→ Given task: Every entry must be given again exactly.

→ Source data:
-*-*-

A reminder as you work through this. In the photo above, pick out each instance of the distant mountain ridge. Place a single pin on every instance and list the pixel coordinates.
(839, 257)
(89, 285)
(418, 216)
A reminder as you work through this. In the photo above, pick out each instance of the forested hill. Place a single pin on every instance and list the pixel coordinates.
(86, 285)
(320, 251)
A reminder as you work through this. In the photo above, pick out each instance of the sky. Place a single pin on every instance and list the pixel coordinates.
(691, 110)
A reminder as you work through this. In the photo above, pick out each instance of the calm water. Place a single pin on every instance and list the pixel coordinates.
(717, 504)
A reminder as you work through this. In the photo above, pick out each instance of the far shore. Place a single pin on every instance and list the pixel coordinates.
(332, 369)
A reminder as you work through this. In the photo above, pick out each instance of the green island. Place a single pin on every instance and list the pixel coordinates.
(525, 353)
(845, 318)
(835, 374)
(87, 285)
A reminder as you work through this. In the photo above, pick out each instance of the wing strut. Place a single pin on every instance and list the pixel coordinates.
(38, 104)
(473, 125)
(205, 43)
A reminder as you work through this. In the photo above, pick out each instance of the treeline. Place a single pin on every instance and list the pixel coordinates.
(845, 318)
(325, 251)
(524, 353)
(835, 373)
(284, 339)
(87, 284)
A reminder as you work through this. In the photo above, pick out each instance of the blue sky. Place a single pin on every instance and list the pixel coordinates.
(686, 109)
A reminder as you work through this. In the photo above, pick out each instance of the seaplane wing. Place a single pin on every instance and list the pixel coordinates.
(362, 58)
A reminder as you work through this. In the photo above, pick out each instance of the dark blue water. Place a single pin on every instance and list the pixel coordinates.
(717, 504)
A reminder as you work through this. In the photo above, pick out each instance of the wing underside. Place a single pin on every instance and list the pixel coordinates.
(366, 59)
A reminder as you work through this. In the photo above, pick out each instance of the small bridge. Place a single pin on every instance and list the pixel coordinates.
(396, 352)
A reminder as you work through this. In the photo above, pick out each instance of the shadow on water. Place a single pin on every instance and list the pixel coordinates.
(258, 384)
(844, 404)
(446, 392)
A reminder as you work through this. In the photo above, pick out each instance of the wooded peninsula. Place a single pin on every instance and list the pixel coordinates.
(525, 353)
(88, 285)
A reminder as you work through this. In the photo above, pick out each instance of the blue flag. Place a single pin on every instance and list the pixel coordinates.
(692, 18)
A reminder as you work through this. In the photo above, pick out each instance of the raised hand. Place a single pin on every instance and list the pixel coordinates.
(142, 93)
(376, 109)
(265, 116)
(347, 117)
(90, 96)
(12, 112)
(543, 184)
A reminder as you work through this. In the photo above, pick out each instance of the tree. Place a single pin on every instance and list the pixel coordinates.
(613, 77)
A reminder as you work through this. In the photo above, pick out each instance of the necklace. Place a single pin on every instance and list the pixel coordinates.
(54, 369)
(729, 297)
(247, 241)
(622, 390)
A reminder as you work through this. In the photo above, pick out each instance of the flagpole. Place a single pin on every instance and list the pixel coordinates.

-*-*-

→ Correct answer:
A reminder as you work through this. In the photo above, pick out each instance of the distant mountain ridge. Place a single pin on every instance and list the pixel coordinates.
(839, 257)
(89, 285)
(418, 216)
A reminder as you work through this. In the photo above, pick out each instance of the forested hill. Place a single pin on every instance and list the pixel coordinates.
(86, 285)
(320, 251)
A reminder as you work through this. In the photo above, pick out each instance of the sky. Place a single pin on every instance and list the pixel coordinates.
(691, 110)
A reminder as you work through this. In the photo above, pick out each instance of the calm water. Place a single pin on every instance and list the pixel coordinates.
(717, 504)
A reminder as you work through this. In the photo above, pick out each instance of the far shore. Place a single pin on every instance and list the pixel coordinates.
(332, 369)
A reminder as you work through this. In the photo above, pick out each instance of the green island. Place a single pin on every instance and list the pixel coordinates.
(525, 353)
(845, 318)
(835, 374)
(87, 285)
A reminder as you work through this. In the photo above, pick out each instance of the wing strut. Place a single pin on every instance and list the pixel coordinates.
(38, 104)
(473, 125)
(205, 43)
A reminder as you work through this. In the photo above, pick out each instance of the treeline. Place a single pin on every instance and list the pixel coordinates.
(845, 318)
(325, 251)
(524, 353)
(835, 373)
(284, 339)
(87, 284)
A reminder as you work through this. In the photo above, pick out each instance of the blue sky. Place a single pin on every instance and list the pixel coordinates.
(686, 109)
A reminder as you work through this. In the photo above, pick out each instance of the seaplane wing. Place a single pin on every instance and list the pixel coordinates.
(362, 58)
A reminder as you work through this. In the photo above, pick out each instance of the dark blue water. Place a single pin on every instance and list the pixel coordinates.
(717, 504)
A reminder as you work through this. In the photo above, pick out each instance of the wing underside. Place a single pin on every instance and list the pixel coordinates.
(366, 59)
A reminder as you work through this. In the photo above, pick out each instance of the small bridge. Place a single pin on every instance and list the pixel coordinates.
(396, 352)
A reminder as you work through this. In the photo above, pick out each instance of the shadow on water. Place a single pin on every instance and list the pixel coordinates.
(258, 384)
(844, 404)
(446, 392)
A reminder as you work through this. In the photo above, pick out each instance of the wooded peninsula. Place a single pin on every instance and list the pixel coordinates.
(525, 353)
(88, 285)
A reminder as you work through this. In the photo above, pick out each instance of the blue flag. Place a single pin on every instance and list the pixel coordinates.
(692, 18)
A reminder as you work through this. In the photo above, pick out each instance of the raised hand. Place a single pin on every instance and list the pixel coordinates.
(142, 93)
(376, 109)
(265, 116)
(347, 117)
(90, 96)
(12, 112)
(543, 184)
A reminder as you work through this. In the photo above, pick out each instance of the tree. Place a single pin on every instance and list the pixel coordinates.
(613, 77)
A reminder as you work through this. In the photo above, pick out each instance of the necklace. Place a single pin on every instance and list the pixel coordinates.
(54, 369)
(729, 297)
(247, 241)
(622, 390)
A reminder as you work through this. In the photo above, pick out each instance of the flagpole. Place a single pin on every instance and list the pixel coordinates.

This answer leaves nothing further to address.